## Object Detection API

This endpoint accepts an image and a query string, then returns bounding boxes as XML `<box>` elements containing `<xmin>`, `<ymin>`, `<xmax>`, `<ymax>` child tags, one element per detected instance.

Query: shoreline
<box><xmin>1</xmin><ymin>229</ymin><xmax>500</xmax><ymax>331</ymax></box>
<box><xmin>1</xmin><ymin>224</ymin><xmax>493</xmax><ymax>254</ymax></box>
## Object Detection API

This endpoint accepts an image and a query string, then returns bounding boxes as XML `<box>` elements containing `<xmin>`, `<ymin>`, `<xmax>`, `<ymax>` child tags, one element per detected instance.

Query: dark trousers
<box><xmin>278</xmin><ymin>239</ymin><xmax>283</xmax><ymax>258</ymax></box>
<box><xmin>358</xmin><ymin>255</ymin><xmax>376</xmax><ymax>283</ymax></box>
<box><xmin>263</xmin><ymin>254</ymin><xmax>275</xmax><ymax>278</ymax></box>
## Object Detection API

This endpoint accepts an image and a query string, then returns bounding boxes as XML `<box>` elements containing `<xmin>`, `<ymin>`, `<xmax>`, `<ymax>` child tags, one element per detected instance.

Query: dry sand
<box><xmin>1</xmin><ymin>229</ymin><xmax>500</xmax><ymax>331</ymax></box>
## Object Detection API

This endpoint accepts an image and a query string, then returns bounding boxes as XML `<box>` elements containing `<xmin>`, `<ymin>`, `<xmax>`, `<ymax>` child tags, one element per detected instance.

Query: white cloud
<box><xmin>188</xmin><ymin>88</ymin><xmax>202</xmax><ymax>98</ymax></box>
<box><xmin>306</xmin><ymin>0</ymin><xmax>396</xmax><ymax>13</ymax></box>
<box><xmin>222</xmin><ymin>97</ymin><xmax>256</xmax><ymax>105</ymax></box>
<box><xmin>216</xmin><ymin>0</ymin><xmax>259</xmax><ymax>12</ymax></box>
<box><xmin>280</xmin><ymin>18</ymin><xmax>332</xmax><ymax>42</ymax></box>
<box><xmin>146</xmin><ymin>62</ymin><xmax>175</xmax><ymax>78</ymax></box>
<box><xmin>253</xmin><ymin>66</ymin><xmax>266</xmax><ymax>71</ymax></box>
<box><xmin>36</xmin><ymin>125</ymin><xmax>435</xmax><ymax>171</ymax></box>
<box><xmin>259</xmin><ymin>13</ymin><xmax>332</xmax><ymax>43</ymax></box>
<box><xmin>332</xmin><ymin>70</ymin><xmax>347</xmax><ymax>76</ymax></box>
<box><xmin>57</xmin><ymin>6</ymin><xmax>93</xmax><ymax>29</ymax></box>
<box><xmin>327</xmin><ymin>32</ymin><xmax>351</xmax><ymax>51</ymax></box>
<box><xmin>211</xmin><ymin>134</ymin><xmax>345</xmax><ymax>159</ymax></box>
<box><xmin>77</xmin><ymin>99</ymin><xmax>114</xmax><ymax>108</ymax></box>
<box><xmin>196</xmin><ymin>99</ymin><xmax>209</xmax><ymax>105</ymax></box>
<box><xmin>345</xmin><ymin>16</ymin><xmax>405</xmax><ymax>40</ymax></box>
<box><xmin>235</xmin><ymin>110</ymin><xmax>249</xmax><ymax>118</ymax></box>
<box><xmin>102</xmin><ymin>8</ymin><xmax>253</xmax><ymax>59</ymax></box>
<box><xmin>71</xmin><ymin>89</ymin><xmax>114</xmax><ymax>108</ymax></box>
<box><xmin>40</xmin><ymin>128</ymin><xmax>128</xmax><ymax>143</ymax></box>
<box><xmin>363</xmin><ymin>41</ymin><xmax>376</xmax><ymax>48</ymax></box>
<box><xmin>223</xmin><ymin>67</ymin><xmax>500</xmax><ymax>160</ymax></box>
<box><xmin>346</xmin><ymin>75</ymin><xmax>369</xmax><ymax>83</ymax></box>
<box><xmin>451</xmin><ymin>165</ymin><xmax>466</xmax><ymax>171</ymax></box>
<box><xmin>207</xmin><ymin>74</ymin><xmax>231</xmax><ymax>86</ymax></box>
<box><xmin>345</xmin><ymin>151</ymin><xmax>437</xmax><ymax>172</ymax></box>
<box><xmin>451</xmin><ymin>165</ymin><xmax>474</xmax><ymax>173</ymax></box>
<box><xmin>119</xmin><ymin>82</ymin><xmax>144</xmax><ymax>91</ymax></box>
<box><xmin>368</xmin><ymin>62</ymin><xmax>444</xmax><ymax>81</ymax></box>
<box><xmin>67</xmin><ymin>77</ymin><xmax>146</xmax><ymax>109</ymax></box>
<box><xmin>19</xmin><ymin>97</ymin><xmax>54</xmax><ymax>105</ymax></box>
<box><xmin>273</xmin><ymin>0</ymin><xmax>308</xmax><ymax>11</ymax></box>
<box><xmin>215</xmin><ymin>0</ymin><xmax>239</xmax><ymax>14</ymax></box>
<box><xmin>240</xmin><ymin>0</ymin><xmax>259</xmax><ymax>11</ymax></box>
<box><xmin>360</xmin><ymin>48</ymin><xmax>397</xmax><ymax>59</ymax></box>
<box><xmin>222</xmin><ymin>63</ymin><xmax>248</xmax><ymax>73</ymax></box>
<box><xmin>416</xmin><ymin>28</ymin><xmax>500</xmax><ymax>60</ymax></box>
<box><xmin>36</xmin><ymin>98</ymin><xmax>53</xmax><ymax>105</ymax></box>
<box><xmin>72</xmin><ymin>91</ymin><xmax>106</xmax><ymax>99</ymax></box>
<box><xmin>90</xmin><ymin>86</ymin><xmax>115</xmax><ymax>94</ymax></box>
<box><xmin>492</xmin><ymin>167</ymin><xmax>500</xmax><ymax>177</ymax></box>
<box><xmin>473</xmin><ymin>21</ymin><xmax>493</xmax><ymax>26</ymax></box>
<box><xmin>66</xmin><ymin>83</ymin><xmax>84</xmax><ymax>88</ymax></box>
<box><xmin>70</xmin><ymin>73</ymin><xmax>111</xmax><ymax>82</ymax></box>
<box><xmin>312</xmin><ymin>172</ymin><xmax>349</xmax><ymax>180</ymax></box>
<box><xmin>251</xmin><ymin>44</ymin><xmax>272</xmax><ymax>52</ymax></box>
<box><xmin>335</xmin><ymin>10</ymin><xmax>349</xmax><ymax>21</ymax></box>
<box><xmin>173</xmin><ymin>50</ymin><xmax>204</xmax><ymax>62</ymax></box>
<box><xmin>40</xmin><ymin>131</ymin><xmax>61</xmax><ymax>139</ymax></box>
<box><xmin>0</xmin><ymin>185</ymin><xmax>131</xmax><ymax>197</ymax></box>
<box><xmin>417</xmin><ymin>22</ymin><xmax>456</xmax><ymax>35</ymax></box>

◇ ◇ ◇ ◇ ◇ ◇ ◇

Task to carry out
Give back every entry above, complete and exact.

Expected answer
## Object Detection API

This endpoint accepts an image and a query string, then returns bounding boxes as XML `<box>` elements containing `<xmin>`, `<ymin>`, `<xmax>`, `<ymax>` child tags, one element per detected instance.

Query: shoreline
<box><xmin>1</xmin><ymin>229</ymin><xmax>500</xmax><ymax>331</ymax></box>
<box><xmin>1</xmin><ymin>224</ymin><xmax>493</xmax><ymax>254</ymax></box>
## Object Detection API

This endpoint accepts an image and a query string, then returns bounding boxes as XML `<box>` elements containing `<xmin>`, `<ymin>`, `<xmax>`, `<ymax>` child tags, one element per detected instance.

Query: dark trousers
<box><xmin>278</xmin><ymin>239</ymin><xmax>283</xmax><ymax>258</ymax></box>
<box><xmin>358</xmin><ymin>255</ymin><xmax>376</xmax><ymax>283</ymax></box>
<box><xmin>263</xmin><ymin>254</ymin><xmax>275</xmax><ymax>278</ymax></box>
## Object Detection API

This endpoint accepts an image and a query string, then returns bounding boxes as XML `<box>` elements containing `<xmin>`, `<ymin>`, `<xmax>`, `<ymax>` child tags, one element per detected instance.

Query: dry sand
<box><xmin>1</xmin><ymin>229</ymin><xmax>500</xmax><ymax>331</ymax></box>
## Object Detection API

This endpoint accepts an image and a query string, then returns bounding boxes as XML `<box>` elements containing `<xmin>`, `<ymin>`, `<xmax>`, `<ymax>` child tags, one element per detected instance.

Query: white cloud
<box><xmin>188</xmin><ymin>88</ymin><xmax>202</xmax><ymax>98</ymax></box>
<box><xmin>306</xmin><ymin>0</ymin><xmax>396</xmax><ymax>13</ymax></box>
<box><xmin>222</xmin><ymin>97</ymin><xmax>256</xmax><ymax>105</ymax></box>
<box><xmin>216</xmin><ymin>0</ymin><xmax>259</xmax><ymax>12</ymax></box>
<box><xmin>280</xmin><ymin>18</ymin><xmax>332</xmax><ymax>42</ymax></box>
<box><xmin>146</xmin><ymin>62</ymin><xmax>175</xmax><ymax>78</ymax></box>
<box><xmin>253</xmin><ymin>66</ymin><xmax>266</xmax><ymax>71</ymax></box>
<box><xmin>36</xmin><ymin>125</ymin><xmax>435</xmax><ymax>171</ymax></box>
<box><xmin>259</xmin><ymin>13</ymin><xmax>332</xmax><ymax>43</ymax></box>
<box><xmin>332</xmin><ymin>70</ymin><xmax>347</xmax><ymax>76</ymax></box>
<box><xmin>57</xmin><ymin>6</ymin><xmax>93</xmax><ymax>29</ymax></box>
<box><xmin>327</xmin><ymin>32</ymin><xmax>351</xmax><ymax>51</ymax></box>
<box><xmin>211</xmin><ymin>134</ymin><xmax>345</xmax><ymax>159</ymax></box>
<box><xmin>77</xmin><ymin>99</ymin><xmax>114</xmax><ymax>108</ymax></box>
<box><xmin>196</xmin><ymin>99</ymin><xmax>209</xmax><ymax>105</ymax></box>
<box><xmin>345</xmin><ymin>16</ymin><xmax>405</xmax><ymax>40</ymax></box>
<box><xmin>235</xmin><ymin>110</ymin><xmax>249</xmax><ymax>118</ymax></box>
<box><xmin>102</xmin><ymin>8</ymin><xmax>253</xmax><ymax>59</ymax></box>
<box><xmin>71</xmin><ymin>89</ymin><xmax>114</xmax><ymax>108</ymax></box>
<box><xmin>40</xmin><ymin>128</ymin><xmax>128</xmax><ymax>143</ymax></box>
<box><xmin>363</xmin><ymin>41</ymin><xmax>376</xmax><ymax>48</ymax></box>
<box><xmin>223</xmin><ymin>67</ymin><xmax>500</xmax><ymax>160</ymax></box>
<box><xmin>346</xmin><ymin>75</ymin><xmax>369</xmax><ymax>83</ymax></box>
<box><xmin>451</xmin><ymin>165</ymin><xmax>466</xmax><ymax>171</ymax></box>
<box><xmin>207</xmin><ymin>74</ymin><xmax>231</xmax><ymax>86</ymax></box>
<box><xmin>345</xmin><ymin>151</ymin><xmax>437</xmax><ymax>172</ymax></box>
<box><xmin>451</xmin><ymin>165</ymin><xmax>474</xmax><ymax>173</ymax></box>
<box><xmin>119</xmin><ymin>82</ymin><xmax>144</xmax><ymax>91</ymax></box>
<box><xmin>368</xmin><ymin>62</ymin><xmax>444</xmax><ymax>81</ymax></box>
<box><xmin>67</xmin><ymin>77</ymin><xmax>146</xmax><ymax>109</ymax></box>
<box><xmin>19</xmin><ymin>97</ymin><xmax>54</xmax><ymax>105</ymax></box>
<box><xmin>273</xmin><ymin>0</ymin><xmax>308</xmax><ymax>11</ymax></box>
<box><xmin>215</xmin><ymin>0</ymin><xmax>239</xmax><ymax>14</ymax></box>
<box><xmin>240</xmin><ymin>0</ymin><xmax>259</xmax><ymax>11</ymax></box>
<box><xmin>360</xmin><ymin>48</ymin><xmax>397</xmax><ymax>59</ymax></box>
<box><xmin>222</xmin><ymin>63</ymin><xmax>248</xmax><ymax>73</ymax></box>
<box><xmin>416</xmin><ymin>28</ymin><xmax>500</xmax><ymax>60</ymax></box>
<box><xmin>36</xmin><ymin>98</ymin><xmax>53</xmax><ymax>105</ymax></box>
<box><xmin>72</xmin><ymin>91</ymin><xmax>106</xmax><ymax>99</ymax></box>
<box><xmin>90</xmin><ymin>86</ymin><xmax>115</xmax><ymax>94</ymax></box>
<box><xmin>492</xmin><ymin>167</ymin><xmax>500</xmax><ymax>177</ymax></box>
<box><xmin>473</xmin><ymin>21</ymin><xmax>493</xmax><ymax>26</ymax></box>
<box><xmin>66</xmin><ymin>83</ymin><xmax>84</xmax><ymax>88</ymax></box>
<box><xmin>70</xmin><ymin>73</ymin><xmax>111</xmax><ymax>82</ymax></box>
<box><xmin>312</xmin><ymin>172</ymin><xmax>349</xmax><ymax>180</ymax></box>
<box><xmin>251</xmin><ymin>44</ymin><xmax>272</xmax><ymax>52</ymax></box>
<box><xmin>335</xmin><ymin>10</ymin><xmax>349</xmax><ymax>21</ymax></box>
<box><xmin>173</xmin><ymin>50</ymin><xmax>204</xmax><ymax>62</ymax></box>
<box><xmin>40</xmin><ymin>131</ymin><xmax>61</xmax><ymax>139</ymax></box>
<box><xmin>0</xmin><ymin>185</ymin><xmax>131</xmax><ymax>197</ymax></box>
<box><xmin>417</xmin><ymin>22</ymin><xmax>456</xmax><ymax>35</ymax></box>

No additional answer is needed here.